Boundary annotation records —
— BEGIN —
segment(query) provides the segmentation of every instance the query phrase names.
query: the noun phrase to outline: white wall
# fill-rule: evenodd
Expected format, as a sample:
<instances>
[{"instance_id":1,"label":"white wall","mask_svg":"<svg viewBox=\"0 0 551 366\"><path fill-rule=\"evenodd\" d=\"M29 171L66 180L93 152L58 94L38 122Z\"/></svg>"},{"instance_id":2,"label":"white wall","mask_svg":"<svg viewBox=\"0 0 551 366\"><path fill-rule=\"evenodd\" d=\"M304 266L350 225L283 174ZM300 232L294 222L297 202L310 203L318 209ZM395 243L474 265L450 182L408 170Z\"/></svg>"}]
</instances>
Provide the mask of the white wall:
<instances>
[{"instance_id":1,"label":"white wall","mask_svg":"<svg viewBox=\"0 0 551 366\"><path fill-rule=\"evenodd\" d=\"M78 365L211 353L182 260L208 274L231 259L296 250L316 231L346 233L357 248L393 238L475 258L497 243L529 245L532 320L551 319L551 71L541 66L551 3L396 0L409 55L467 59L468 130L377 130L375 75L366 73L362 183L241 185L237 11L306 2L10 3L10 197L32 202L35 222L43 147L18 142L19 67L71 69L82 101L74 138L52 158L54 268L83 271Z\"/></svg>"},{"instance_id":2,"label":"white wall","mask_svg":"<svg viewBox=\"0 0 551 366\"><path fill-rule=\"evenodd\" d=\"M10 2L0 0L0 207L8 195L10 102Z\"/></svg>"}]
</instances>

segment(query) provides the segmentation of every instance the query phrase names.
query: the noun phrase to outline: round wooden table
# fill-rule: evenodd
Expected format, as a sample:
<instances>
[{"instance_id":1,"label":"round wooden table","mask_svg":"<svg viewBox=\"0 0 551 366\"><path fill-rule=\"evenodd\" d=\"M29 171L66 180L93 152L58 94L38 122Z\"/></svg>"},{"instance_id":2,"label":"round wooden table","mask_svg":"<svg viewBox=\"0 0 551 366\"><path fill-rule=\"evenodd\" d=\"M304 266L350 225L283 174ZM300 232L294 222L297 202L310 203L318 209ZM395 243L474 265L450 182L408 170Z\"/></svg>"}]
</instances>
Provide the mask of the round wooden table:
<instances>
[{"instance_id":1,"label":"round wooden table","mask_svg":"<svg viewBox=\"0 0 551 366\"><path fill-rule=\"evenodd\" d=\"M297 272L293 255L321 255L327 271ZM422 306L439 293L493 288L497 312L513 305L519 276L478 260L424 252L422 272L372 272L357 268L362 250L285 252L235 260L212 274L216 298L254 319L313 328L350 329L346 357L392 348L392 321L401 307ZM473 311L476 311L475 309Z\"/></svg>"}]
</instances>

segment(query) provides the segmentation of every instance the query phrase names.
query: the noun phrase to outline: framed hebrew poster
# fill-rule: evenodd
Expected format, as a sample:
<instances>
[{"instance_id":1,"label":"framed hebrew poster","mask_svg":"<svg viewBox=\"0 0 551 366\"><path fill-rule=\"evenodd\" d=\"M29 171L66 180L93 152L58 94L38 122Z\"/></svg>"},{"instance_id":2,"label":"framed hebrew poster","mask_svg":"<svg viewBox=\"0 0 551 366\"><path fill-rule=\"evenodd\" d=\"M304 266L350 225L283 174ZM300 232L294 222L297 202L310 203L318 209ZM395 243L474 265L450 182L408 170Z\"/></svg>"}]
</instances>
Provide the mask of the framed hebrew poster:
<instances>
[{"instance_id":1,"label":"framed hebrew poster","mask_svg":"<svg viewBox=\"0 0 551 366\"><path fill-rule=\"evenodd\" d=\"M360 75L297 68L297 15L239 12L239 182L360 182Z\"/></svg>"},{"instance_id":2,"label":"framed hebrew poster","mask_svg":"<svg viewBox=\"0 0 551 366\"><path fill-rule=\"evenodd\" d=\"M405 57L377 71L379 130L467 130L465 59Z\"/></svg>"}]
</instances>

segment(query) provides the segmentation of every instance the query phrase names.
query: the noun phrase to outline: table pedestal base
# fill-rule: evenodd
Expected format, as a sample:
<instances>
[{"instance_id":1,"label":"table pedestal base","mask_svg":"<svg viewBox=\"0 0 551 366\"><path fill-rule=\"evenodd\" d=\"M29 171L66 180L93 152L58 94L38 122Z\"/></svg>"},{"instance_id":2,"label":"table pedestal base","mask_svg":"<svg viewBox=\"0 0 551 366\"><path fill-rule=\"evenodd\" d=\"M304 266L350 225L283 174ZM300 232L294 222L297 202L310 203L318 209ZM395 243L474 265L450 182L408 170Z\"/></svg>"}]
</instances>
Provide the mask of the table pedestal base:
— END —
Exercise goal —
Find each line in the records above that contains the word "round". Copy every such line in full.

Exercise answer —
query: the noun phrase to outline: round wooden table
[{"instance_id":1,"label":"round wooden table","mask_svg":"<svg viewBox=\"0 0 551 366\"><path fill-rule=\"evenodd\" d=\"M29 171L66 180L93 152L58 94L38 122Z\"/></svg>"},{"instance_id":2,"label":"round wooden table","mask_svg":"<svg viewBox=\"0 0 551 366\"><path fill-rule=\"evenodd\" d=\"M304 266L350 225L283 174ZM300 232L294 222L297 202L310 203L318 209ZM395 243L474 265L450 182L408 170Z\"/></svg>"}]
Provide the mask of the round wooden table:
[{"instance_id":1,"label":"round wooden table","mask_svg":"<svg viewBox=\"0 0 551 366\"><path fill-rule=\"evenodd\" d=\"M297 272L293 255L321 255L327 271ZM422 306L439 293L493 288L497 312L513 305L519 276L478 260L424 252L422 272L372 272L357 268L362 250L285 252L235 260L212 274L216 298L254 319L313 328L350 329L346 357L392 348L392 321L401 307ZM473 311L476 311L475 309Z\"/></svg>"}]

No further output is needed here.